──────── Record excerpts ────────

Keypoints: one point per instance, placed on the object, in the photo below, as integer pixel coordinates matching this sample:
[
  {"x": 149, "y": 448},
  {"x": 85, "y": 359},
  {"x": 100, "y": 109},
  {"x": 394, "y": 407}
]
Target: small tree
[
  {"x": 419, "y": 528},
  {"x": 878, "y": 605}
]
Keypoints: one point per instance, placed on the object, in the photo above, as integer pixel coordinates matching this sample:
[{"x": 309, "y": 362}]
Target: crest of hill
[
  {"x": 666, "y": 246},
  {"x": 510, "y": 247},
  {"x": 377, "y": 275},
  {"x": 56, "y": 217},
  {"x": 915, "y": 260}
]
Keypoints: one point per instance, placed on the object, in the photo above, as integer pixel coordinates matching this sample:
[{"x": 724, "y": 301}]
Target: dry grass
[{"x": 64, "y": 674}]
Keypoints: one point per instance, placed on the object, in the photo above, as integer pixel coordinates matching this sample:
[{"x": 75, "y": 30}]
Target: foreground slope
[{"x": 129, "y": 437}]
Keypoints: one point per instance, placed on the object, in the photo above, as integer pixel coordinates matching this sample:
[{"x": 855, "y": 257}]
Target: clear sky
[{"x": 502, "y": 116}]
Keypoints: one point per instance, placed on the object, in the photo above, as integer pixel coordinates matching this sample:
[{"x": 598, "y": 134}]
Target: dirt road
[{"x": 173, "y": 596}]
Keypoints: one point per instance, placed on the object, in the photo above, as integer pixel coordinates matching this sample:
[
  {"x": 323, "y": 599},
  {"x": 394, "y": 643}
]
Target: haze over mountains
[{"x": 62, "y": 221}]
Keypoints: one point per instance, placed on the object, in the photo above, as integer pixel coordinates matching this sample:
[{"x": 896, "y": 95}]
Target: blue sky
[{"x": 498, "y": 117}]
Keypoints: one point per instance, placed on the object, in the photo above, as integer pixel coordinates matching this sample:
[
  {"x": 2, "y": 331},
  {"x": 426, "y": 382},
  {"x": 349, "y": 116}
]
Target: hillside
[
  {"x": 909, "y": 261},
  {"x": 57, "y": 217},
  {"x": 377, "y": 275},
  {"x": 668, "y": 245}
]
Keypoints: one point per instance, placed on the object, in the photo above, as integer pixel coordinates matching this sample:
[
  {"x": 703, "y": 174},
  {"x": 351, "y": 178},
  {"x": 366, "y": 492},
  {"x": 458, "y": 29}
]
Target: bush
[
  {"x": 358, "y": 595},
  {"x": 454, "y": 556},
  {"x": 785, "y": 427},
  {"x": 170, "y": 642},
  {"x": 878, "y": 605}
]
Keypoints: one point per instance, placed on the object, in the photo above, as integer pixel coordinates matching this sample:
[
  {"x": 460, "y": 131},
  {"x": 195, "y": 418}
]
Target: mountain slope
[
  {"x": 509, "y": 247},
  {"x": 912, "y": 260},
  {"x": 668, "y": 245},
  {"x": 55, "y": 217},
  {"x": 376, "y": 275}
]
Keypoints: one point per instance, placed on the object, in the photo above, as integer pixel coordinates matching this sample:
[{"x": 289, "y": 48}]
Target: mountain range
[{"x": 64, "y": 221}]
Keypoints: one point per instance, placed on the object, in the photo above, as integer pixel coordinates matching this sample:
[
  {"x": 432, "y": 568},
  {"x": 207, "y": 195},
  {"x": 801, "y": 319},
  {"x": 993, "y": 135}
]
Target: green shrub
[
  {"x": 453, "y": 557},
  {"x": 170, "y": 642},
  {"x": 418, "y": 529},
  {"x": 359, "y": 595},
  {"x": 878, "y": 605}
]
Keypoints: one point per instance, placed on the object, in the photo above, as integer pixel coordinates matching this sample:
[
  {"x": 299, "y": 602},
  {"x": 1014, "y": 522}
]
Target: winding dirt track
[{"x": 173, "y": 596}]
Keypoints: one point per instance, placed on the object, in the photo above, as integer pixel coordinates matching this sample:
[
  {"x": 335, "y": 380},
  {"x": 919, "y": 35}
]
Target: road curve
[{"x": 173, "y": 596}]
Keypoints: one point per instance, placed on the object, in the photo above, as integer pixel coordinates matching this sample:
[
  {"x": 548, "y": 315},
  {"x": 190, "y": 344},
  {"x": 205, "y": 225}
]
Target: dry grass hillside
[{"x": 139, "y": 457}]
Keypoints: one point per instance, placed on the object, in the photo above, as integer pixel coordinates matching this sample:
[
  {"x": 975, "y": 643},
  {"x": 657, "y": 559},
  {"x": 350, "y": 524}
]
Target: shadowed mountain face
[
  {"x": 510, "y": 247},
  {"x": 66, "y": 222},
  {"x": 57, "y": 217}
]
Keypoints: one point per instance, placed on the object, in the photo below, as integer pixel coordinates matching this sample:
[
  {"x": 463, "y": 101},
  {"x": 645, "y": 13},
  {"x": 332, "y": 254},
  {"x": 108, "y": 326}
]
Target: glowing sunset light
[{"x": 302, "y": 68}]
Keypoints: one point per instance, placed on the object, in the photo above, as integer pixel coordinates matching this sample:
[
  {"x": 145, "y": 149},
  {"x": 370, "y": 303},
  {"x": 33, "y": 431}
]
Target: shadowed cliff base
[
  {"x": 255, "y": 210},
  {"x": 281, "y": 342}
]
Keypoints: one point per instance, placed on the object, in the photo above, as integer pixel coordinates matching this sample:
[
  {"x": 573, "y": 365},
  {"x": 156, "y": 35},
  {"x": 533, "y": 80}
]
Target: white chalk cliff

────────

# [What needs to be done]
From the records above, please extract every line and repeat it exactly.

# [Result for this exercise]
Keypoints: one point per instance, placed on the object, in the photo below, as integer pixel coordinates matching this sample:
[
  {"x": 149, "y": 448},
  {"x": 85, "y": 359},
  {"x": 100, "y": 109},
  {"x": 394, "y": 407}
]
Target: small tree
[
  {"x": 419, "y": 528},
  {"x": 878, "y": 605}
]
Keypoints: one point per instance, placed on the object, in the photo above, as integer pixel coordinates matching this sample:
[{"x": 309, "y": 362}]
Target: crest of hill
[
  {"x": 666, "y": 246},
  {"x": 510, "y": 247},
  {"x": 377, "y": 275},
  {"x": 56, "y": 217},
  {"x": 915, "y": 260}
]
Keypoints: one point per instance, placed on the object, in the photo above, as integer pixel coordinates matching this sample:
[{"x": 724, "y": 301}]
Target: dry grass
[{"x": 64, "y": 674}]
Keypoints: one point per instance, placed on the object, in the photo above, as integer pixel coordinates matching this sample:
[{"x": 75, "y": 30}]
Target: foreground slope
[{"x": 129, "y": 437}]
Keypoints: one point per instance, placed on the object, in the photo above, as integer pixel coordinates matching this sample:
[{"x": 855, "y": 257}]
Target: clear sky
[{"x": 502, "y": 116}]
Keypoints: one point per instance, placed on the object, in the photo above, as integer pixel coordinates matching this sample:
[{"x": 598, "y": 134}]
Target: dirt road
[{"x": 173, "y": 596}]
Keypoints: one point per instance, placed on the object, in the photo above, as integer pixel coordinates matching this sample:
[
  {"x": 323, "y": 599},
  {"x": 394, "y": 643}
]
Target: haze over mountains
[{"x": 62, "y": 221}]
Keypoints: one point per instance, placed on the object, in the photo above, as integer pixel coordinates matching this sample:
[{"x": 896, "y": 95}]
Target: blue sky
[{"x": 498, "y": 117}]
Keypoints: one point per instance, placed on the object, in the photo above, as integer pixel coordinates matching this sample:
[
  {"x": 2, "y": 331},
  {"x": 426, "y": 382},
  {"x": 349, "y": 116}
]
Target: hillside
[
  {"x": 909, "y": 261},
  {"x": 57, "y": 217},
  {"x": 377, "y": 275},
  {"x": 668, "y": 245}
]
Keypoints: one point per instance, placed on the object, in the photo above, as integer pixel coordinates matching this sample:
[
  {"x": 703, "y": 174},
  {"x": 351, "y": 178},
  {"x": 366, "y": 492},
  {"x": 458, "y": 29}
]
Target: bush
[
  {"x": 358, "y": 595},
  {"x": 454, "y": 556},
  {"x": 785, "y": 427},
  {"x": 170, "y": 642},
  {"x": 878, "y": 605}
]
Keypoints: one point per instance, placed on the object, in the photo above, as integer pixel coordinates matching this sample:
[
  {"x": 460, "y": 131},
  {"x": 195, "y": 418}
]
Target: mountain slope
[
  {"x": 509, "y": 247},
  {"x": 912, "y": 260},
  {"x": 668, "y": 245},
  {"x": 55, "y": 217},
  {"x": 376, "y": 275}
]
Keypoints: one point per instance, placed on the object, in the photo above, as integer pixel coordinates matching this sample:
[{"x": 289, "y": 48}]
Target: mountain range
[{"x": 64, "y": 221}]
Keypoints: one point per instance, placed on the object, in the photo above, as integer pixel coordinates matching this sample:
[
  {"x": 432, "y": 568},
  {"x": 207, "y": 195},
  {"x": 801, "y": 319},
  {"x": 993, "y": 135}
]
Target: green shrub
[
  {"x": 453, "y": 557},
  {"x": 170, "y": 642},
  {"x": 418, "y": 529},
  {"x": 359, "y": 595},
  {"x": 878, "y": 605}
]
Keypoints: one point per instance, placed on the object, in the photo above, as integer pixel coordinates matching this sample:
[
  {"x": 299, "y": 602},
  {"x": 1014, "y": 522}
]
Target: winding dirt track
[{"x": 173, "y": 596}]
Keypoints: one point per instance, placed on the object, in the photo above, as integer pixel coordinates matching this sample:
[
  {"x": 335, "y": 380},
  {"x": 919, "y": 35}
]
Target: road curve
[{"x": 173, "y": 596}]
Keypoints: one point per instance, placed on the object, in the photo above, as integer pixel coordinates matching this sample:
[
  {"x": 548, "y": 315},
  {"x": 190, "y": 344},
  {"x": 205, "y": 225}
]
Target: dry grass hillside
[{"x": 139, "y": 457}]
Keypoints: one point per instance, placed on the object, in the photo above, as integer pixel coordinates matching this sample:
[
  {"x": 975, "y": 643},
  {"x": 657, "y": 559},
  {"x": 350, "y": 524}
]
Target: shadowed mountain face
[
  {"x": 510, "y": 247},
  {"x": 66, "y": 222},
  {"x": 57, "y": 217}
]
Keypoints: one point per instance, placed on the object, in the photo below, as integer pixel coordinates matching this sample:
[
  {"x": 463, "y": 101},
  {"x": 645, "y": 13},
  {"x": 332, "y": 254},
  {"x": 108, "y": 326}
]
Target: glowing sunset light
[{"x": 302, "y": 68}]
Keypoints: one point per instance, placed on the object, in the photo above, as integer pixel coordinates matching this sample:
[
  {"x": 145, "y": 149},
  {"x": 370, "y": 303},
  {"x": 33, "y": 431}
]
Target: shadowed cliff base
[
  {"x": 255, "y": 210},
  {"x": 281, "y": 342}
]
Keypoints: one point per instance, placed on the object, in the photo above, as integer pixel coordinates matching this sample:
[
  {"x": 573, "y": 365},
  {"x": 156, "y": 35},
  {"x": 533, "y": 80}
]
Target: white chalk cliff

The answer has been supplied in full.